§ Brief:
All of the data must be output without alteration.

[[ Provided data, beginning ]]

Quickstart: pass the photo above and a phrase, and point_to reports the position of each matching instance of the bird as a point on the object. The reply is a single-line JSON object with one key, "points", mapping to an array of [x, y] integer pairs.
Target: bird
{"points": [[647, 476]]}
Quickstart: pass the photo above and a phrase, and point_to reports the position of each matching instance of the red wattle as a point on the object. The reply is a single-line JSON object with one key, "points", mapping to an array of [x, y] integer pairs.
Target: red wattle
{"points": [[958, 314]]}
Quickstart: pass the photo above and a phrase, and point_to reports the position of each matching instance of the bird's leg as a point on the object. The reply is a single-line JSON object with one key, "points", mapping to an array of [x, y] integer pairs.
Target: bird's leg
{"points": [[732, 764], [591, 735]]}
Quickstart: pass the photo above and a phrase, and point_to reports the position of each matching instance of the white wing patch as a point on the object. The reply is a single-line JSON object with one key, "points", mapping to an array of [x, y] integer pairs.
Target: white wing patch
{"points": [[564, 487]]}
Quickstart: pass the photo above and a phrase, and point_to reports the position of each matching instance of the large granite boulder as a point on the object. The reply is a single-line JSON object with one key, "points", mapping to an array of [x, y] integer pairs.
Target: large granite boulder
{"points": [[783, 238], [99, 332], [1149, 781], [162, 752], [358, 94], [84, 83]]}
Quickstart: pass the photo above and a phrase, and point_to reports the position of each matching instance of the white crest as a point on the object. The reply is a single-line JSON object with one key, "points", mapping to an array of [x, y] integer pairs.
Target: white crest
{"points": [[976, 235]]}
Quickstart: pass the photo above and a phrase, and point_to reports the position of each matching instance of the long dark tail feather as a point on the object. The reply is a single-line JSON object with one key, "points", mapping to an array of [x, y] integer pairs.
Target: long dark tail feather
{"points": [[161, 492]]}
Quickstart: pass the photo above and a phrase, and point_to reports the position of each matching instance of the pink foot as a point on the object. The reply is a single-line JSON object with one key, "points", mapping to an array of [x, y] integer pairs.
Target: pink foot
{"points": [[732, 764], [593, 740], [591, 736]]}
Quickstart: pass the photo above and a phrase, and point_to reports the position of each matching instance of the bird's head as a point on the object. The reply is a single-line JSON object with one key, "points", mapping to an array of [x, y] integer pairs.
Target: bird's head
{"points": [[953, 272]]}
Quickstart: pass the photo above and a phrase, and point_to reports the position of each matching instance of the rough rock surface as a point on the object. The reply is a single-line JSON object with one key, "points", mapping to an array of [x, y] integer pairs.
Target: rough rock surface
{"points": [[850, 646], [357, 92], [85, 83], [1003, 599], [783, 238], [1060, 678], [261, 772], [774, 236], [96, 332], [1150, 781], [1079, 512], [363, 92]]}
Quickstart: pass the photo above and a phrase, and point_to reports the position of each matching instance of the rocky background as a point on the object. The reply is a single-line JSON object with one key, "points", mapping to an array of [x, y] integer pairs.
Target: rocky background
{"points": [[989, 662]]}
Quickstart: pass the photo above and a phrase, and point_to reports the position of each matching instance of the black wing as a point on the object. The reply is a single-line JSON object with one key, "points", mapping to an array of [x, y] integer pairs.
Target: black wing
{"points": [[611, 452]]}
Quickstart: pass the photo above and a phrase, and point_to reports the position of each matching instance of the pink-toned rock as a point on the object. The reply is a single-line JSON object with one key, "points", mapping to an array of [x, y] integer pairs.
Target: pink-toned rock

[[ Provided data, end ]]

§ Written response:
Quickstart: pass the photo above and a phrase, and point_to reports the position of each matching instance of the bird as a point on the object. The reply is a single-line JSON object with one key, "points", mapping to an array of [x, y] integer pairs.
Target: bird
{"points": [[647, 476]]}
Quickstart: pass the photo above and a phrase, and point_to reports the position of each matching instance of the red wattle as a point on the object. The reply is a single-line JSON object with one key, "points", mapping to an array of [x, y] integer pairs.
Target: red wattle
{"points": [[958, 314]]}
Quickstart: pass the photo above and a phrase, and point_to reports the position of each matching instance of the bird's leg as a point on the object. The reply is a single-line JSON object with one key, "points", mapping to an array of [x, y] integer pairs.
Target: bird's leg
{"points": [[732, 764], [591, 735]]}
Quickstart: pass the photo above and a phrase, and point_to reports the position of each matching instance of the white wing patch as a point on the object. The reply is a single-line JSON object with one key, "points", mapping to an array of [x, y] integer pairs.
Target: white wing patch
{"points": [[564, 487]]}
Quickstart: pass the photo above and a phrase, and point_to reports the position of each matching instance of the large granite boulder as a point on the object. The reply is a single-line JSON object with one key, "points", mapping to an array of [x, y] integer pairs.
Target: large granite boulder
{"points": [[783, 238], [99, 332], [1149, 781], [162, 752], [358, 94], [84, 83]]}
Quickstart: pass the photo above and a phrase, and point_to reports the position of each matching instance of the white crest as a point on the object. The reply is a single-line JSON object with one key, "points", mapping to an array of [x, y] integer pairs.
Target: white crest
{"points": [[976, 235]]}
Quickstart: pass the photo above and a phrase, and point_to reports the position of each matching instance of the long dark tail feather as a point on the object. The reply is a single-line JSON object with one key, "points", mapping to an array of [x, y] integer pairs.
Target: long dark tail feather
{"points": [[161, 492]]}
Quickstart: pass the photo above and a phrase, and point_to reports the position of each matching instance of the pink foot as a point on the object. The reply is a single-line JSON object with one key, "points", mapping to an array of [x, y] integer pairs.
Target: pink foot
{"points": [[732, 764], [593, 740], [591, 736]]}
Quickstart: pass the photo above and a phrase, and point_to reports the position of each matching instance of the bird's head as a point on the object. The reply is a single-line JSON object with one key, "points", mapping to an array of [x, y] integer pairs.
Target: bird's head
{"points": [[953, 272]]}
Quickstart: pass the photo above and a phrase, and point_to reports the position of each matching instance of the rough rock surface as a point on the object. The reply is a single-line JSON object with one key, "points", mapping to an array of [x, y] integer pairs.
Target: rough rock surface
{"points": [[850, 646], [357, 92], [85, 83], [1003, 599], [783, 238], [1060, 678], [261, 772], [774, 236], [96, 332], [1150, 781], [1079, 512], [363, 92]]}
Quickstart: pass the photo above and a phrase, and point_to reports the position of each matching instance of the rocky background as a point on the object. The reply is a single-line JSON object with one key, "points", mapping to an array of [x, y] integer pairs.
Target: rocky background
{"points": [[989, 662]]}
Quickstart: pass the photo above and a phrase, and point_to reports the position of each matching instance of the black wing as a point on the object. The reply is a single-line JSON object with one key, "points", mapping to an array of [x, y] integer pairs.
Target: black wing
{"points": [[611, 452]]}
Quickstart: pass the photo above and a phrase, and point_to reports the position of each matching instance of the pink-toned rock as a point on the object. The reply is a single-line JSON object with one key, "points", mapping to an array of [x, y] integer pairs.
Target: pink-toned rock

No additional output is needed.